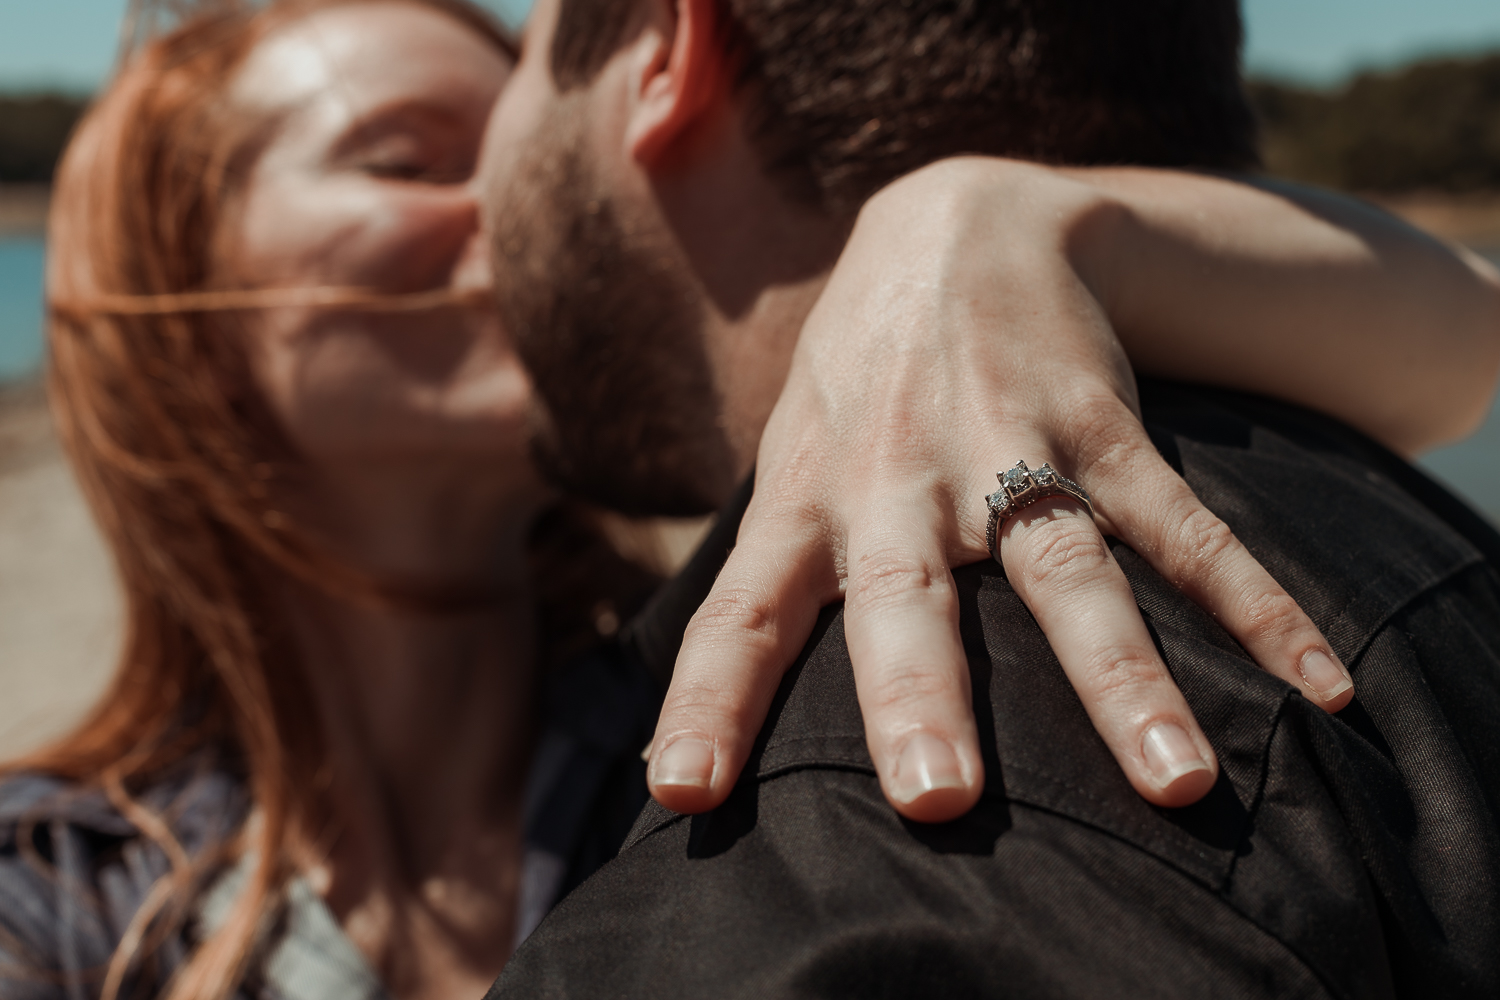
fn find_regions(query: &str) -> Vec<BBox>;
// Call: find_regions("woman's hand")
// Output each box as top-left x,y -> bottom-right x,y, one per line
645,157 -> 1500,823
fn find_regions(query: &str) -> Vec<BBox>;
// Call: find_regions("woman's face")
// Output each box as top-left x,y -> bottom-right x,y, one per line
226,2 -> 532,485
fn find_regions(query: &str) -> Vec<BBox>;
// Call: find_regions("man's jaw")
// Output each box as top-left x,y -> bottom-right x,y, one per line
484,65 -> 850,519
486,104 -> 738,517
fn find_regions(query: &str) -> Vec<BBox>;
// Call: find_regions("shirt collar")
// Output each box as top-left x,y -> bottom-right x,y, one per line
618,475 -> 755,691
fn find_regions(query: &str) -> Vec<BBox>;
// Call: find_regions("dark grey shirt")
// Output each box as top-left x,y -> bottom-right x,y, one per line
495,382 -> 1500,999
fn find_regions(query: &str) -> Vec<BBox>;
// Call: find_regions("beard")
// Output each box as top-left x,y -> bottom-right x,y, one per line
487,99 -> 736,518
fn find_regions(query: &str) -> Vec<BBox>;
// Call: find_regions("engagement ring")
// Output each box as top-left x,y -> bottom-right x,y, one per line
985,460 -> 1095,561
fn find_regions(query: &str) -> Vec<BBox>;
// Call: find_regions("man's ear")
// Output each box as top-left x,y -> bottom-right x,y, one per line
623,0 -> 734,166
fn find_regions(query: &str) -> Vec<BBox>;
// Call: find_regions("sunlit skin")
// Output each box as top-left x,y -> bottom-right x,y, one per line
480,0 -> 1500,828
208,6 -> 1500,994
223,5 -> 539,997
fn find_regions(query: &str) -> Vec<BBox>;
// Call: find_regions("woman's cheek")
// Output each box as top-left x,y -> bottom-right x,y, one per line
342,185 -> 480,290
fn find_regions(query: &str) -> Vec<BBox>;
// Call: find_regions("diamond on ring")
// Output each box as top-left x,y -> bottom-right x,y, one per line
984,460 -> 1096,563
1001,462 -> 1033,498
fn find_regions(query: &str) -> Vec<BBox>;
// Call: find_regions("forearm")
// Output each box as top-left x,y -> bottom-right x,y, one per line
1066,168 -> 1500,455
865,157 -> 1500,456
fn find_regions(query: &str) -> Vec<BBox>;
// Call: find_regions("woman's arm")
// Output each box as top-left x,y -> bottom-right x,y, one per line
646,156 -> 1500,823
1064,165 -> 1500,455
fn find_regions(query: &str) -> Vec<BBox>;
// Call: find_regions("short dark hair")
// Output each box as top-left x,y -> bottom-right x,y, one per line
551,0 -> 1258,211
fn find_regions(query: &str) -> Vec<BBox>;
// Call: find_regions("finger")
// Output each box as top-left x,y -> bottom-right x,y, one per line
842,491 -> 985,824
1002,497 -> 1220,807
649,503 -> 840,814
1075,423 -> 1355,713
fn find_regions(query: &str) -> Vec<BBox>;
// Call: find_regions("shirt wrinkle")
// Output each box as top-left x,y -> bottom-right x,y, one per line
496,381 -> 1500,1000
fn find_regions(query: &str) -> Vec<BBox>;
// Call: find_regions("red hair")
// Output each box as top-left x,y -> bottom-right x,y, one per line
25,2 -> 518,997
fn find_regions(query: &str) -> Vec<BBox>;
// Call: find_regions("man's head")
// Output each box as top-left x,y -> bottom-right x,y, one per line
481,0 -> 1255,516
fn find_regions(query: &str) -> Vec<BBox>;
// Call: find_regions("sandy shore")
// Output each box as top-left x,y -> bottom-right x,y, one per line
1375,192 -> 1500,253
0,381 -> 121,759
0,187 -> 115,758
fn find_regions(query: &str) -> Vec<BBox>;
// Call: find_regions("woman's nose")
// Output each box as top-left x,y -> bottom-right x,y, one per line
451,228 -> 494,297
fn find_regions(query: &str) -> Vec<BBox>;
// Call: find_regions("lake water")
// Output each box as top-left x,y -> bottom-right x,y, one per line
4,234 -> 1500,519
0,238 -> 44,383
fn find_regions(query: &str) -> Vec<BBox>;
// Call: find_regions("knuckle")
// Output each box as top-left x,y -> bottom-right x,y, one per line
861,662 -> 960,716
1058,392 -> 1145,472
845,549 -> 951,611
1169,506 -> 1239,574
743,482 -> 830,541
1238,589 -> 1310,647
1016,521 -> 1112,591
1082,433 -> 1154,486
864,408 -> 927,466
683,587 -> 778,647
657,689 -> 752,742
1076,645 -> 1168,700
660,684 -> 739,721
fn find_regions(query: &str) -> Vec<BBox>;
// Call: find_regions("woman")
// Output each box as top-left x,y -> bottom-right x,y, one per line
12,5 -> 604,998
2,0 -> 1496,998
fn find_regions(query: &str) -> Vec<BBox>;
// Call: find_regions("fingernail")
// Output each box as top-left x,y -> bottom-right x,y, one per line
1142,723 -> 1212,791
1299,649 -> 1353,702
652,738 -> 714,790
891,733 -> 966,805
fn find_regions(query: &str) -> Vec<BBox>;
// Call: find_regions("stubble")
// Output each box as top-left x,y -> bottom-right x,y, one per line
487,99 -> 735,517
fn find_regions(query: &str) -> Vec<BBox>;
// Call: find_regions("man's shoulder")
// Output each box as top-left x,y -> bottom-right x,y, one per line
1137,380 -> 1492,631
502,387 -> 1500,998
502,764 -> 1339,1000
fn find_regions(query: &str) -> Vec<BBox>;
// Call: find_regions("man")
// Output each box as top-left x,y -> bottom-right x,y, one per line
481,0 -> 1500,994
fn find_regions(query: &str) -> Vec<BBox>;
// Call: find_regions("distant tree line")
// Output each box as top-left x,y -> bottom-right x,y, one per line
1249,52 -> 1500,193
1,50 -> 1499,191
0,95 -> 87,184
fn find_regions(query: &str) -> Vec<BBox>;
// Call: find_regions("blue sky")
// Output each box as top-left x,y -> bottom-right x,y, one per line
3,0 -> 1500,93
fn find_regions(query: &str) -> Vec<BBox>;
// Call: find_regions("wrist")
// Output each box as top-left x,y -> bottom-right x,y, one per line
1053,181 -> 1134,331
855,156 -> 1023,257
859,156 -> 1130,293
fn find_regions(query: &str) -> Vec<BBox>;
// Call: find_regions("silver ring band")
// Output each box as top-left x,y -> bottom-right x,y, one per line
985,460 -> 1095,562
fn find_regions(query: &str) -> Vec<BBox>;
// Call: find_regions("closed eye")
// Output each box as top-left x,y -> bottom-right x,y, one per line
332,103 -> 481,185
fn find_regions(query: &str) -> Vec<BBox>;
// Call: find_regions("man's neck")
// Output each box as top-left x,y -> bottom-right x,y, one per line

• **Instructions to follow**: The answer should be the complete listing, set down exactly, without pictures.

• **Written response**:
fn find_regions(query: &str) -> Vec<BBox>;
// Call: find_regions("woman's hand")
// Output each box as top-left x,y -> bottom-right x,y, one per line
645,157 -> 1500,823
fn find_regions(query: &str) -> Vec<BBox>;
// Call: find_regions("woman's face")
// Output each box as top-left x,y -> bottom-right x,y, one per line
226,2 -> 532,485
fn find_regions(query: &str) -> Vec<BBox>;
// Call: find_regions("man's jaw")
// Output each box as top-left x,y -> bottom-right x,y, one per line
484,65 -> 850,519
486,104 -> 738,517
fn find_regions(query: &str) -> Vec<BBox>;
// Call: find_regions("shirt collar")
// Output each box as top-left x,y -> bottom-right x,y, one per line
618,475 -> 755,691
fn find_regions(query: &str) -> Vec<BBox>;
// Call: find_regions("dark grey shirt")
// Output each box as top-left x,y -> bottom-right x,y, one per line
495,382 -> 1500,999
fn find_regions(query: &str) -> Vec<BBox>;
// Call: find_regions("beard")
// Output each box as top-left x,y -> bottom-right x,y, one per line
487,99 -> 736,518
fn find_regions(query: &str) -> Vec<BBox>;
// Call: find_regions("engagement ring")
// Output each box as top-left x,y -> bottom-right x,y, one per line
985,460 -> 1095,561
fn find_regions(query: &str) -> Vec<BBox>;
// Call: find_regions("man's ear")
// Output each box as top-left x,y -> bottom-right x,y, one per line
623,0 -> 734,166
fn find_regions(query: &str) -> Vec<BBox>;
// Call: find_regions("sunlit skin")
// Output each box as top-left x,y -> bottom-right x,y, one per line
480,0 -> 1500,828
208,6 -> 1500,994
223,5 -> 539,997
fn find_regions(query: &str) -> Vec<BBox>;
// Call: find_regions("woman's cheek")
// Output each box as top-left x,y -> bottom-right x,y, one per line
342,185 -> 480,290
fn find_regions(query: &str) -> Vec<BBox>;
// Call: find_regions("diamond on ring")
// Output each box as top-left x,y -> bottom-right x,y, one per line
984,460 -> 1096,563
1001,462 -> 1033,498
fn find_regions(query: &str) -> Vec<BBox>;
// Call: find_regions("forearm")
// Output each box as top-left x,y -> bottom-right x,y, one per line
1066,168 -> 1500,455
865,157 -> 1500,456
fn find_regions(query: &str) -> Vec<BBox>;
// Call: find_regions("woman's arm")
// Output each box as top-left x,y -> bottom-right x,y, one per line
646,156 -> 1500,823
1064,165 -> 1500,455
fn find_regions(query: &str) -> Vec<BBox>;
// Call: find_regions("short dark hair")
// Output each box as top-left x,y -> bottom-right x,y, one per line
551,0 -> 1258,211
fn find_regions(query: &str) -> Vec<BBox>;
// Call: find_regions("finger")
// Output each box as top-left x,y -> bottom-right x,y, one per line
842,491 -> 985,824
1002,497 -> 1220,807
649,503 -> 840,814
1075,423 -> 1355,713
fn find_regions(query: &str) -> Vec<BBox>;
// Call: find_regions("shirt wrinkle")
// Output each box as top-left x,y -> bottom-right x,y, one per line
496,381 -> 1500,1000
fn find_regions(query: &str) -> Vec<BBox>;
// Call: find_regions("red hair")
// Output each box as top-left x,y -> bottom-right x,y, one per line
25,2 -> 518,997
fn find_regions(query: &str) -> Vec<BBox>;
// Call: find_regions("man's head")
// Output each box as top-left x,y -> bottom-right x,y, one per line
481,0 -> 1255,516
fn find_regions(query: &str) -> Vec<BBox>;
// Call: find_regions("sandy shore")
// Output each box as top-left x,y -> bottom-right x,y, one per line
1375,192 -> 1500,253
0,381 -> 121,759
0,187 -> 115,758
fn find_regions(query: &str) -> Vec<BBox>;
// Call: find_regions("woman's nose")
// Output each box as top-left x,y -> bottom-right x,y, one per line
451,228 -> 494,297
fn find_regions(query: &str) -> Vec<BBox>;
// Call: find_regions("lake water")
// Output each box as top-left x,y -> bottom-right x,y, one per line
4,234 -> 1500,519
0,238 -> 44,383
fn find_regions(query: &str) -> Vec<BBox>;
// Call: find_regions("knuckle")
// Output each box as top-left x,y -> bottom-right x,y, one per line
861,662 -> 960,716
1058,392 -> 1145,472
845,549 -> 951,611
1169,506 -> 1239,574
743,482 -> 830,541
1238,589 -> 1310,647
1016,521 -> 1112,591
1082,433 -> 1154,486
864,408 -> 927,466
683,587 -> 778,647
657,689 -> 752,742
1076,645 -> 1168,700
660,684 -> 739,721
fn find_regions(query: &str) -> Vec<BBox>;
// Call: find_regions("woman")
// Output each box as top-left x,y -> bottom-right x,y, one per line
12,5 -> 604,998
2,0 -> 1496,998
fn find_regions(query: &str) -> Vec<BBox>;
// Call: find_regions("fingernail")
// Output each box as top-left x,y -> bottom-right x,y, one per line
1142,723 -> 1212,791
1299,649 -> 1353,702
652,738 -> 714,790
891,733 -> 966,805
fn find_regions(query: &str) -> Vec<BBox>;
// Call: find_regions("stubble")
// Output each box as top-left x,y -> bottom-right x,y, one per line
487,99 -> 735,517
fn find_regions(query: &str) -> Vec<BBox>;
// Call: find_regions("man's shoulder")
// Output each box as top-left x,y -> bottom-right x,y, one per line
1137,380 -> 1492,631
502,387 -> 1500,998
502,764 -> 1339,1000
fn find_regions(query: &str) -> Vec<BBox>;
// Call: find_regions("man")
// Output each box as top-left x,y -> bottom-right x,y, one per line
481,0 -> 1500,994
fn find_regions(query: &str) -> Vec<BBox>;
// Call: find_regions("distant tree line")
// Output each box as top-left x,y -> bottom-right x,y, one per line
1249,52 -> 1500,193
1,50 -> 1499,191
0,95 -> 87,184
fn find_regions(query: &str) -> Vec<BBox>;
// Call: find_regions("blue sky")
// Output each box as top-left x,y -> bottom-right x,y, one per line
3,0 -> 1500,93
fn find_regions(query: &str) -> Vec<BBox>;
// Call: find_regions("wrist")
// Output each box as top-left x,y -> bottom-right x,y, one per line
1053,181 -> 1134,331
855,156 -> 1023,257
859,156 -> 1130,293
fn find_regions(query: &str) -> Vec<BBox>;
// Call: find_regions("silver ring band")
// Output each box as top-left x,y -> bottom-right x,y, one per line
985,460 -> 1095,562
fn find_regions(query: &str) -> Vec<BBox>;
// Call: find_regions("closed eye")
// Output each box as top-left x,y -> bottom-right x,y, one per line
332,103 -> 481,185
fn find_regions(query: &str) -> Vec<BBox>;
// Call: find_regions("man's neck")
// Output each box as top-left x,y -> bottom-right x,y, one per line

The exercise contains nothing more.